[Records contained in a dataset]
.....

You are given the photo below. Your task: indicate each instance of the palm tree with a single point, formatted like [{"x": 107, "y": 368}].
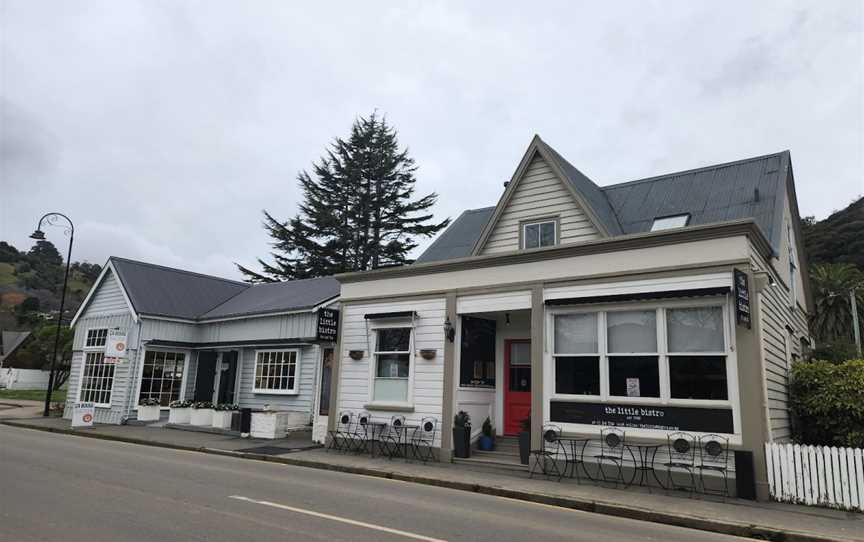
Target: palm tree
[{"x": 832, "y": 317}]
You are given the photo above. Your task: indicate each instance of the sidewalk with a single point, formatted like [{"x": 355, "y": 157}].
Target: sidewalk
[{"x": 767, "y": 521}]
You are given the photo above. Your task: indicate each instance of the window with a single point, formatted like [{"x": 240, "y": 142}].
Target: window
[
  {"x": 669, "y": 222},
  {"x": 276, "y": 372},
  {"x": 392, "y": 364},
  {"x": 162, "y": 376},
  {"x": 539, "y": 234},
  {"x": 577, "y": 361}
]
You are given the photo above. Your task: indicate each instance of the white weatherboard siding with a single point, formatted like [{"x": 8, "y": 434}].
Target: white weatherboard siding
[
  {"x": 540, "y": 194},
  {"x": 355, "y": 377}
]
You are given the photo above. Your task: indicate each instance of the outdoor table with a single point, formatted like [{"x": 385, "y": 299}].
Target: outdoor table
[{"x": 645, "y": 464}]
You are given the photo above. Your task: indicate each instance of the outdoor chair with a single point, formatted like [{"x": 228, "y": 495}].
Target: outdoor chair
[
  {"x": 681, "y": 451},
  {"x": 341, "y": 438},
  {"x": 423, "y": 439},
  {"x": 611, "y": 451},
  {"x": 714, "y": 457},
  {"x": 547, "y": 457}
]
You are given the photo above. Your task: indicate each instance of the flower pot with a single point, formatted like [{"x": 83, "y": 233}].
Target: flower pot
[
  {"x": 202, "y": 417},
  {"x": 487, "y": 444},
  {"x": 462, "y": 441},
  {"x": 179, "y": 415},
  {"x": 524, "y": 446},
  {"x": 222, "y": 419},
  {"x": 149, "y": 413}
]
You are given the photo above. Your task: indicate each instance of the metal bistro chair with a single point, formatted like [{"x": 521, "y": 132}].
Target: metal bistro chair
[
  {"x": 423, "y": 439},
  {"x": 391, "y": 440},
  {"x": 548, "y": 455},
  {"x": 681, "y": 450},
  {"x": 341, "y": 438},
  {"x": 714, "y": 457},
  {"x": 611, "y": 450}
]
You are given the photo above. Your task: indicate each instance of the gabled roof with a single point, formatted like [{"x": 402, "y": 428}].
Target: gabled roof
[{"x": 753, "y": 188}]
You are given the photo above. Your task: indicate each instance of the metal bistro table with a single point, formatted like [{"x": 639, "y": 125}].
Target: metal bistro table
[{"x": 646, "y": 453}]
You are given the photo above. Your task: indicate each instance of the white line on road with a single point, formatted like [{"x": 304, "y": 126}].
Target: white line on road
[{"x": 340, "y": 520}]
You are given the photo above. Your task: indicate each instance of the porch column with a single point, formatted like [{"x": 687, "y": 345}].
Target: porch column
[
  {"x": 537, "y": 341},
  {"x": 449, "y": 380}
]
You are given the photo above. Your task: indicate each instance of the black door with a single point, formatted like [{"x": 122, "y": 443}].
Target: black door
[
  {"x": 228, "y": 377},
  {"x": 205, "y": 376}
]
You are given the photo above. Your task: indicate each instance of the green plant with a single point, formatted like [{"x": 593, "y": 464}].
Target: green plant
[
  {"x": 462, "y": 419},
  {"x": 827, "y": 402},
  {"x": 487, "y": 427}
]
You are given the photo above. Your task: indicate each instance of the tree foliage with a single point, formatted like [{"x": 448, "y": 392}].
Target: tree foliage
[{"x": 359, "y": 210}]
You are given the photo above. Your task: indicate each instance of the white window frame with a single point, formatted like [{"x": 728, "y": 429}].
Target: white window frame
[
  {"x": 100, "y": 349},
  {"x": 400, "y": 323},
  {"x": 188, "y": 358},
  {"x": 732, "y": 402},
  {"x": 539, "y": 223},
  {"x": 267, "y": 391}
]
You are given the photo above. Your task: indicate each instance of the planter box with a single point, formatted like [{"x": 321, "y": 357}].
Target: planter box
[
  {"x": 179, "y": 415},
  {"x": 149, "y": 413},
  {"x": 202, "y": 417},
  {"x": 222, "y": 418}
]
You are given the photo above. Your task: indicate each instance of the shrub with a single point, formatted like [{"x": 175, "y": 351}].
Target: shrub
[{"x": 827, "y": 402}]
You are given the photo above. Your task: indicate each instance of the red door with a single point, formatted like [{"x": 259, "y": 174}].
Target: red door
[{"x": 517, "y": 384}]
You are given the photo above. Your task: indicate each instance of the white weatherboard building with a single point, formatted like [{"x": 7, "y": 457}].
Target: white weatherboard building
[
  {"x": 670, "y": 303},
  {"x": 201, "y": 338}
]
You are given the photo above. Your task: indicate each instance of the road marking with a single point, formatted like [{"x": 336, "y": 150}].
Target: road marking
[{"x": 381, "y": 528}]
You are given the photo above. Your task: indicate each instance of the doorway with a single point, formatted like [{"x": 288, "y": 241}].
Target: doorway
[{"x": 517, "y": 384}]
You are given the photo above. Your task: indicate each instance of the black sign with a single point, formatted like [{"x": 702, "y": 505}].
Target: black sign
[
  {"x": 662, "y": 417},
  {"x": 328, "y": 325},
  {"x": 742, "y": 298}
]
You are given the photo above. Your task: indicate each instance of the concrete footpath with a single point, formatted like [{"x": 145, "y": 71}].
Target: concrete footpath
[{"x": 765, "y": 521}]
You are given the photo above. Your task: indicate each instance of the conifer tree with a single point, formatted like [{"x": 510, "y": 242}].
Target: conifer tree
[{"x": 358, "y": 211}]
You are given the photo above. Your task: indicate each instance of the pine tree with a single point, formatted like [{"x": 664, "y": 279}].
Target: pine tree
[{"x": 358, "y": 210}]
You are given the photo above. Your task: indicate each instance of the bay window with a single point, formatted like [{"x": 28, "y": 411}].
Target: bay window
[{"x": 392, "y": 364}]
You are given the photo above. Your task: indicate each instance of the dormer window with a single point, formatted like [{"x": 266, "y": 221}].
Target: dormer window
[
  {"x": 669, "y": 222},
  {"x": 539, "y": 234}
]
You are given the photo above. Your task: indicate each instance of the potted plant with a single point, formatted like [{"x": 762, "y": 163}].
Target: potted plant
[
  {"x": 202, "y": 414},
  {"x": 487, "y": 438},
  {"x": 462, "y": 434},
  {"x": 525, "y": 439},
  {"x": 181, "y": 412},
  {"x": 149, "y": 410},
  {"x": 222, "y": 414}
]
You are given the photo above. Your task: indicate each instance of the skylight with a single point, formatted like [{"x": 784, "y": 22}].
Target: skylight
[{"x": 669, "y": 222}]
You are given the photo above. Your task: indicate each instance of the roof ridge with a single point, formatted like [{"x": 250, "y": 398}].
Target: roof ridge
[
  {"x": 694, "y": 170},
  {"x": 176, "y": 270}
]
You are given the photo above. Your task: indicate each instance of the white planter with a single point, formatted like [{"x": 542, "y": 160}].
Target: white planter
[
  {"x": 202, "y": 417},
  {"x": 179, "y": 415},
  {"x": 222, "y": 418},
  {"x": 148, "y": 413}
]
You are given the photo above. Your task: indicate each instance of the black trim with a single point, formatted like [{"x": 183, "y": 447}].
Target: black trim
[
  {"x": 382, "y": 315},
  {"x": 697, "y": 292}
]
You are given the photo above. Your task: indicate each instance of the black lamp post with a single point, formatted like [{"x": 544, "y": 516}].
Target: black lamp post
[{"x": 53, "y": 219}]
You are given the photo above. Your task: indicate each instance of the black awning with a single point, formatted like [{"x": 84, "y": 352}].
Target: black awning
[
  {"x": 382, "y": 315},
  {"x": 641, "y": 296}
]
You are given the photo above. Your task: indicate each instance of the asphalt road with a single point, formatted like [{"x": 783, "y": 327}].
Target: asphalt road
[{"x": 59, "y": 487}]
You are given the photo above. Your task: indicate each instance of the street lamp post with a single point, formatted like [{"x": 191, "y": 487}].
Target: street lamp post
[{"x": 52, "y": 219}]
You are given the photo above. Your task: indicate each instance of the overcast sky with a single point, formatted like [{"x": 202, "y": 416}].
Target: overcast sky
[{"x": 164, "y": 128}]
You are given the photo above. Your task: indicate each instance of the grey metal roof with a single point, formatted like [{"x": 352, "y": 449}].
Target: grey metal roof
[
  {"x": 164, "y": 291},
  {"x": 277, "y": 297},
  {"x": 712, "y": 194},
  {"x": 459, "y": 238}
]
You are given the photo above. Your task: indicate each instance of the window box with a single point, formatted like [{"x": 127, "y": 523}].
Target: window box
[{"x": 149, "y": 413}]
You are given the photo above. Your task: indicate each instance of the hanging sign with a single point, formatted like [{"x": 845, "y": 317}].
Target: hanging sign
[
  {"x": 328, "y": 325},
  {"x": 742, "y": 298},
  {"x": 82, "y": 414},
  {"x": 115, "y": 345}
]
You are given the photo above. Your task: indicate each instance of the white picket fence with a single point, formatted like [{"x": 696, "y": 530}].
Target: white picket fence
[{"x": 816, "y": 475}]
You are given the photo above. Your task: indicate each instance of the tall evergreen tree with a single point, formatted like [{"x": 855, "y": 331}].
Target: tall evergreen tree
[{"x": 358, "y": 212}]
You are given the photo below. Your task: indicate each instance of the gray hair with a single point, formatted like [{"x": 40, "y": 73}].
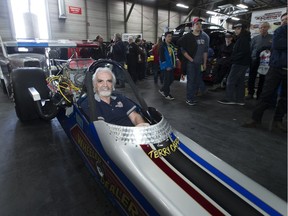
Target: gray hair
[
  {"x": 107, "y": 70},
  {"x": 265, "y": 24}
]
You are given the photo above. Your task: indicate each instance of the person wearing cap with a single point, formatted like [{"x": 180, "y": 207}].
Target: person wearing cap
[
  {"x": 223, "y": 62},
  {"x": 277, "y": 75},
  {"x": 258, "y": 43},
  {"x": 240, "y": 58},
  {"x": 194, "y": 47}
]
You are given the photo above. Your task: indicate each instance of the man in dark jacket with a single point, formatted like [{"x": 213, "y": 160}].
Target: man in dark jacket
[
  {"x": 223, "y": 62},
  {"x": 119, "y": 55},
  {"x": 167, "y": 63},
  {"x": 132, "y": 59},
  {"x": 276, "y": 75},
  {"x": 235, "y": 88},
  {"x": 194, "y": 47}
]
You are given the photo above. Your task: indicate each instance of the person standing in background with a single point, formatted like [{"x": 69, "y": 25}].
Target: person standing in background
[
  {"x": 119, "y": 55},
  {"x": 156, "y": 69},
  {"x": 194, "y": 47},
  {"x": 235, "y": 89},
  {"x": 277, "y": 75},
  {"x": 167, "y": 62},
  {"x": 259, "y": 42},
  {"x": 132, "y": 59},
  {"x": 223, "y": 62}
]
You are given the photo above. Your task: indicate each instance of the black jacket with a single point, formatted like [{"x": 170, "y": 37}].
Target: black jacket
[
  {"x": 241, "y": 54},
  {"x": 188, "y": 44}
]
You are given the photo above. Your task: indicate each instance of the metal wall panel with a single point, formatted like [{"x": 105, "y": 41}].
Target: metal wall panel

.....

● Requirements
Leave out the pictures, and extract exactly the lines from the one with "the white picket" through the end of the records, both ends included.

● Answer for the task
You are given the photo above. Your task: indicate each instance of the white picket fence with a single point, formatted like [{"x": 696, "y": 530}].
Target: white picket fence
[{"x": 816, "y": 475}]
You are given the photo above. Your task: indicate each instance of the tall evergreen tree with a single point, formatted like [{"x": 855, "y": 331}].
Target: tall evergreen tree
[{"x": 358, "y": 212}]
You are given the photo below. Your task: indicate each instance of the gray hair with a single point, formatted like [{"x": 40, "y": 73}].
Target: gray hair
[
  {"x": 107, "y": 70},
  {"x": 265, "y": 24}
]
You are given the photo above. Your task: indicate each instance of the person wearing cap with a single point, formatted like [{"x": 180, "y": 207}].
Target: person wearing cap
[
  {"x": 223, "y": 62},
  {"x": 277, "y": 75},
  {"x": 258, "y": 43},
  {"x": 240, "y": 58},
  {"x": 194, "y": 47}
]
You are given the photo above. Your task: indicate each instance of the man in dark jacket with a single point, formatted like [{"x": 213, "y": 160}].
Target: man in dark jacket
[
  {"x": 223, "y": 62},
  {"x": 119, "y": 55},
  {"x": 167, "y": 63},
  {"x": 132, "y": 59},
  {"x": 276, "y": 75},
  {"x": 235, "y": 88},
  {"x": 194, "y": 47}
]
You are given the photo above. Your task: indicate each instance of the person standing in background with a single point, formatted like [{"x": 69, "y": 25}].
Target: person standing in background
[
  {"x": 119, "y": 55},
  {"x": 156, "y": 69},
  {"x": 194, "y": 47},
  {"x": 235, "y": 89},
  {"x": 277, "y": 75},
  {"x": 167, "y": 62},
  {"x": 259, "y": 42},
  {"x": 132, "y": 59},
  {"x": 223, "y": 62}
]
You are given the photo above. Your task: indicate each instance of the black jacket with a single point, formatted like [{"x": 170, "y": 37}].
Target: black jacket
[
  {"x": 241, "y": 54},
  {"x": 188, "y": 44}
]
You are given the photo above. Your task: indicate each instance of the metal wall panel with a single point, formatted like [{"x": 105, "y": 41}].
Target: metal wall panel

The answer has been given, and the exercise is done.